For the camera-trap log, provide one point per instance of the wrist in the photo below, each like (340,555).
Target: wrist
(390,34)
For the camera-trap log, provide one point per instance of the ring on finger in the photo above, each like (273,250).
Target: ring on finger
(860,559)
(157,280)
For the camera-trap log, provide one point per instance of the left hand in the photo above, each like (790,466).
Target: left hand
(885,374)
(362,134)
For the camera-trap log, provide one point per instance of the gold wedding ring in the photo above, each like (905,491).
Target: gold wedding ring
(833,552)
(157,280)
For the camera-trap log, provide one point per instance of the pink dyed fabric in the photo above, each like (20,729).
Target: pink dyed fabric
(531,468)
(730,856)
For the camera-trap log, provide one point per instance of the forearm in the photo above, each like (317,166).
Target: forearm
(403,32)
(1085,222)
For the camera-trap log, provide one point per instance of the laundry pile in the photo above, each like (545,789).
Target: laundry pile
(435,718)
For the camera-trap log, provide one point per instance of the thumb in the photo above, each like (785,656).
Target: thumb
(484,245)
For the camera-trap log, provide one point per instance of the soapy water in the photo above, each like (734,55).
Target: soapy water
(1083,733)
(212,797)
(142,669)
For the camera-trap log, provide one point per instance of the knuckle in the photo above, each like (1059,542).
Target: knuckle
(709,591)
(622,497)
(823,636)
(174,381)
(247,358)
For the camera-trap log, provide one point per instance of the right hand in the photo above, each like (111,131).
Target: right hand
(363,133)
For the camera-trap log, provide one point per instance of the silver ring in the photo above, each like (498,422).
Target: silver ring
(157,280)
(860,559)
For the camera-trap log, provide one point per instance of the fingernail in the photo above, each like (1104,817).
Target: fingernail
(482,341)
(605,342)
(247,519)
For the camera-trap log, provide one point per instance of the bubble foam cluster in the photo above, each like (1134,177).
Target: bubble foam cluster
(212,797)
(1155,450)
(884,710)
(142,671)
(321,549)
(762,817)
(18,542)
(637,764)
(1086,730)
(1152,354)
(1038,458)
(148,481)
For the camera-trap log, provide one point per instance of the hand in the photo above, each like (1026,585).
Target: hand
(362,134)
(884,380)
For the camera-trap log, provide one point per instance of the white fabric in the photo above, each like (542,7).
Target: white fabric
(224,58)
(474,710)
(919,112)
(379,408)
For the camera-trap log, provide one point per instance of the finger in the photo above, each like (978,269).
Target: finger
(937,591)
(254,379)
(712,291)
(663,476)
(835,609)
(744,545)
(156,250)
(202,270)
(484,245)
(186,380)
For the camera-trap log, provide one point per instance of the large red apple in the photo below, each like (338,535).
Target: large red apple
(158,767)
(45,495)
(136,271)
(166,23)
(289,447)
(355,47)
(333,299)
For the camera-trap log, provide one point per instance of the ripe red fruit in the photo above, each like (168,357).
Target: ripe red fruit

EXERCISE PROMPT: Please return all of the data above, every line unchanged and in the same order.

COMPLETED EXERCISE:
For the camera-trap log, provide one point per instance of the wrist in the photo below, each like (340,555).
Target: wrist
(390,34)
For the camera-trap log, provide one point per instance of the ring on finger in the photo above, each like (273,250).
Target: ring on finger
(860,559)
(157,280)
For the camera-trap log, provide one point per instance of the left hand in the photo above, each like (790,466).
Target: left hand
(885,374)
(362,134)
For the camera-trap log, provide one point per instance of the gold wedding ring in the photo above, each like (905,491).
Target: gold wedding ring
(833,552)
(157,280)
For the camera-trap log, provide one point per instance of the pink dyed fabric in the photo above, each like (20,729).
Target: pink dyed fabric
(531,468)
(730,856)
For the camera-trap log, provide one point per instance of the forearm in the photo above, each like (317,166).
Target: forearm
(403,32)
(1085,222)
For the camera-trap log, provide one point per instance of the laundry pile in the photo above, each like (545,789).
Target: laundry pile
(435,718)
For the camera-trap log, provide one point per instance of the thumb in the photo above, each like (785,656).
Target: thumb
(484,245)
For the camera-trap log, provide one point per instance of the soapy water in the photo above, each like (734,55).
Target: soapy water
(1083,733)
(212,797)
(142,669)
For the camera-trap log, provide one point per instance of the knuckle in the photo above, each like (1059,542).
Target: knuckle
(709,591)
(622,497)
(823,636)
(174,381)
(247,358)
For the camera-trap log, provide one point per instance of the right hand in the photo above, each like (111,131).
Target: right hand
(363,133)
For the camera-trap log, provide one point per instance of the silver ring in the photo above, each like (498,422).
Target: silver ring
(157,280)
(860,559)
For the camera-trap log, provide one point per instance of the fingernail in the photo above, each like (1104,817).
Target: fingernail
(482,341)
(605,342)
(247,519)
For the camera-trap log, provide one point per instance of the bubble foam cluster in the photo above, each like (1134,177).
Target: bubble foam cluster
(212,797)
(1155,450)
(884,710)
(142,671)
(321,549)
(762,817)
(18,542)
(637,764)
(1086,730)
(1152,354)
(1038,458)
(148,481)
For the camera-trap log, provide one point per instance of the hand in the photo above, each like (1026,585).
Target: hand
(362,134)
(884,380)
For the camera-trap log, provide one point per instance of the white fabric in the photo above, each like (542,7).
Target: white fabric
(224,58)
(474,710)
(919,112)
(379,408)
For the camera-trap log, provide one point per instance of the finger in the photo above, each like (978,269).
Target: finger
(937,591)
(254,379)
(712,291)
(663,476)
(835,609)
(744,545)
(156,250)
(202,270)
(484,245)
(186,380)
For the camera-trap log, provide one point per instance of the large red apple in the photo below, each like (338,535).
Target: large red apple
(158,767)
(45,495)
(136,271)
(166,23)
(289,447)
(355,47)
(333,299)
For the camera-trap log, provide one point per instance of the ripe red fruit in the photo above, each like (168,357).
Target: ripe red fruit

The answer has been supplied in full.